Material from a data collection =
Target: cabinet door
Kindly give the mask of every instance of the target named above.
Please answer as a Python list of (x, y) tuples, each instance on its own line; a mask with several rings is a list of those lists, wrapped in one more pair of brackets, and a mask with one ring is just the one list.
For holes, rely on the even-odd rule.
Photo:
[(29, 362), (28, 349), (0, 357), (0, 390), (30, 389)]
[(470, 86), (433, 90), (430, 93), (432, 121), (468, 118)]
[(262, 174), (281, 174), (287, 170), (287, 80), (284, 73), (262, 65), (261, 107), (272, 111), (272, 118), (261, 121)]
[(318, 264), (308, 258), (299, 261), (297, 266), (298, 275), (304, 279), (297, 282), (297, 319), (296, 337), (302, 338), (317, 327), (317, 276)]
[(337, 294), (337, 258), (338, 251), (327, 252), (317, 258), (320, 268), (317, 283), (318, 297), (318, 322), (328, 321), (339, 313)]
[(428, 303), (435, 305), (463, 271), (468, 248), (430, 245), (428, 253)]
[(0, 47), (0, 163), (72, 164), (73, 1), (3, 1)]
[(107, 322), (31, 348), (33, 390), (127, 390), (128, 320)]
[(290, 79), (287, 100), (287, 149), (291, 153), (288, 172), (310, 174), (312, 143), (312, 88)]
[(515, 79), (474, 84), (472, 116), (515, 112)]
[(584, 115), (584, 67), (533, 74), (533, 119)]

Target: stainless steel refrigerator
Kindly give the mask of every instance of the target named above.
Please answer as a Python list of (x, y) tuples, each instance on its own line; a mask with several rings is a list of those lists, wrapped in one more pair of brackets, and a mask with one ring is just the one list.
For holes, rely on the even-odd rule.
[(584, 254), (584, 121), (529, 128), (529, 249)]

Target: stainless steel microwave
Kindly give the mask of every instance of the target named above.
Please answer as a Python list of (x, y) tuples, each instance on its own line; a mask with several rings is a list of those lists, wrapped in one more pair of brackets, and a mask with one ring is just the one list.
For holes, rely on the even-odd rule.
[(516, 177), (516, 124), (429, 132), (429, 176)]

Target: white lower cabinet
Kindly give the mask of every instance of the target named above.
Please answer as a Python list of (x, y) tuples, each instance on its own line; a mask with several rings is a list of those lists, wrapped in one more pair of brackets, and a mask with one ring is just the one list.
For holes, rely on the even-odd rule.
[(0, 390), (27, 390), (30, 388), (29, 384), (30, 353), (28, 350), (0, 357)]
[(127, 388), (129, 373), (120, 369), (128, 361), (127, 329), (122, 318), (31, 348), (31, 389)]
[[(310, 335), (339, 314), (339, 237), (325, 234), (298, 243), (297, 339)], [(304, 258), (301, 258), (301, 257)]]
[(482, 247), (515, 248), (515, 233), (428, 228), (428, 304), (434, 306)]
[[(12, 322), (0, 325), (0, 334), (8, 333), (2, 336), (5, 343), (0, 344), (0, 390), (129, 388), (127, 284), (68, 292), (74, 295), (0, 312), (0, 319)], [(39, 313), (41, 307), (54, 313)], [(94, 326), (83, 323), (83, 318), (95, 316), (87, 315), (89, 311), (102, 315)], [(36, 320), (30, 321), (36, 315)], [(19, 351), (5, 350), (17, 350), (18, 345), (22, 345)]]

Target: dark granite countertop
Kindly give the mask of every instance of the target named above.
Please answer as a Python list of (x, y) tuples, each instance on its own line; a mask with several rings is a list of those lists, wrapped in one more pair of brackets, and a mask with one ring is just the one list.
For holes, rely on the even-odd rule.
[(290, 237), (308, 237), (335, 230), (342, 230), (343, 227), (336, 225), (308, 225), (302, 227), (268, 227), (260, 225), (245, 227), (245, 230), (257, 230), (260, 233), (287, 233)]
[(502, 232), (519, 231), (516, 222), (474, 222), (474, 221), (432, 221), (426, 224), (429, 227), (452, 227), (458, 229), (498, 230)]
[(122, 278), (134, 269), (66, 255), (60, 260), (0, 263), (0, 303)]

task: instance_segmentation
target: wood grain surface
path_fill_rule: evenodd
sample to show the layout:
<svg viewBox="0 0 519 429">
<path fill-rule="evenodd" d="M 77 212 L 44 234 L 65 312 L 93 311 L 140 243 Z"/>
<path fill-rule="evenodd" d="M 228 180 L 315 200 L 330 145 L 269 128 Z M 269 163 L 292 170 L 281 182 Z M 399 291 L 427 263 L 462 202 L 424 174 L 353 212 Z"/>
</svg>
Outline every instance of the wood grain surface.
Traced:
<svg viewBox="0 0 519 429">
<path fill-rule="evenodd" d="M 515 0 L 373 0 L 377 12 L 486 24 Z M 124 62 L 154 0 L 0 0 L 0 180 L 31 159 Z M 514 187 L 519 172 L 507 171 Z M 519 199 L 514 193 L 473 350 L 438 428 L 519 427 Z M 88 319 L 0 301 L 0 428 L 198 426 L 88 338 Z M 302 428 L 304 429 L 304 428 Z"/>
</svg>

PROBLEM DETAILS = Rewrite the stretch of material from its start through the line containing "118), (261, 121)]", putting "Image" in place of "Photo" and keeping everything else the same.

THE RESULT =
Target: cabinet door
Kindly give the mask of every instance of the target named above.
Please answer as a Python list of (x, y) tuples, each instance on its own line; a mask with several rings is a list of those lists, wrapped in one more pair of brackets, and a mask with one ring is just the one list.
For holes, rely on the even-odd rule.
Image:
[(29, 362), (28, 349), (0, 357), (0, 390), (30, 389)]
[(470, 86), (433, 90), (430, 93), (432, 121), (468, 118)]
[(262, 174), (281, 174), (287, 170), (287, 80), (284, 73), (262, 65), (261, 107), (272, 111), (272, 118), (261, 121)]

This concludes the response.